▸ ACTIVITY LIST
a: Can you rewrite the blog update, starting with "I know that" and going on through "diagnosed with depression.", with "computer" replaced by "laptop"?
b: In the blog update, why does the writer say they can't offer excuses or lie this time about not posting regularly?

▸ GIVEN PASSAGE
■ ■ ■ ■ ■
Update

Hello, its been a while
 
With my blog, I've always tried to give an honest view on how I see the world and what I enjoy in life. I started this blog a few years ago when I was in a sort of recovery from therapy when I was struggling with a lot of things in my life and other mental health problems, I've always said that things can be shit but they will get better in the future and I've always tried to remain positive about everything I've written.
 
I know that I don't update as regularly as I use to and its bad I know and I always give a million and one excuses of why I haven't, but this time I can't lie to you- it would be hypocritical of me to talk about how life gets better and then sit behind my computer and know that nothing has got better.
 
Recently I have been very very unwell, not like a flu but mentally very sick, it resulted with me in hospital and I was diagnosed with depression.
 
I don't like to admit it, I know there is nothing wrong with being depressed and asking for help but I can't help but feel this incredibly overwhelming sense of shame and embarrassment, I am the last person who admit something is wrong. I shouldn't feel like this because I have a really really good fucking life, I've got nothing to complain about, I've got a supportive family, I've got great mates, I've got it really fucking good, I have nothing to feel sad about, there's no specific reason why I should be depressed.
■ ■ ■ ■ ■
▸ DATA EXCERPTS
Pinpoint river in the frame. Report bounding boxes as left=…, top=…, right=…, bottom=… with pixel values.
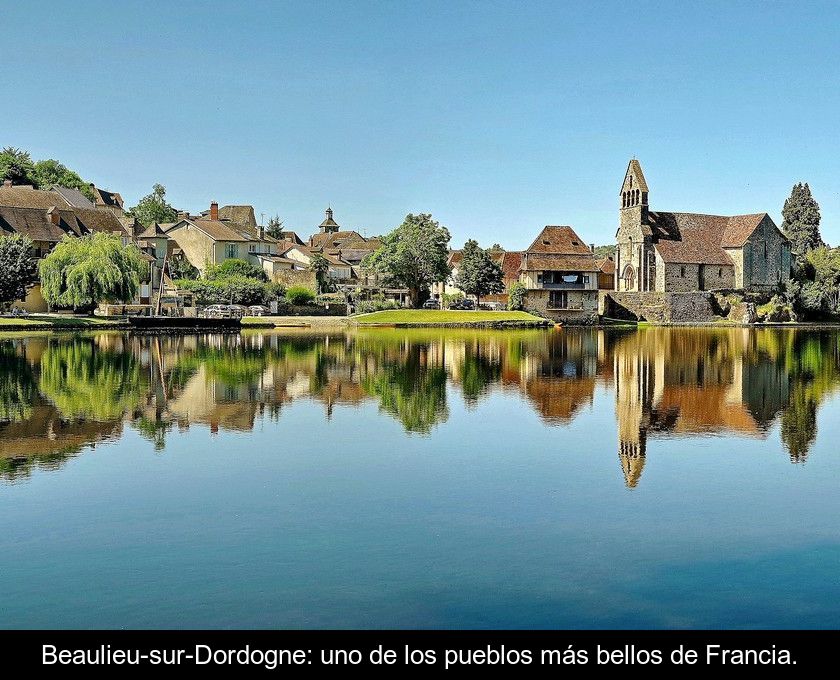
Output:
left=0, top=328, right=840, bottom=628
■ ■ ■ ■ ■
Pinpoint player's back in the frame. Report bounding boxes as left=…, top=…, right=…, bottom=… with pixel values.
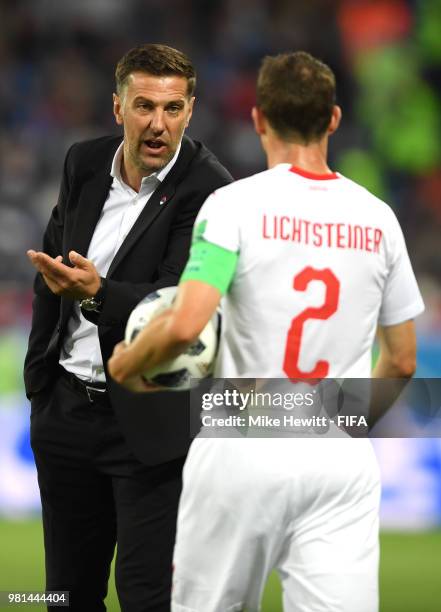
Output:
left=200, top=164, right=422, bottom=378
■ ■ ■ ■ ■
▸ TASK-BY-TASK RESULTS
a:
I know that I don't update as regularly as I use to and its bad I know and I always give a million and one excuses of why I haven't, but this time I can't lie to you- it would be hypocritical of me to talk about how life gets better and then sit behind my laptop and know that nothing has got better.
 
Recently I have been very very unwell, not like a flu but mentally very sick, it resulted with me in hospital and I was diagnosed with depression.

b: The writer has always said that things will get better and has tried to stay positive. It would be hypocritical to talk about life getting better while sitting behind the computer knowing that nothing has gotten better.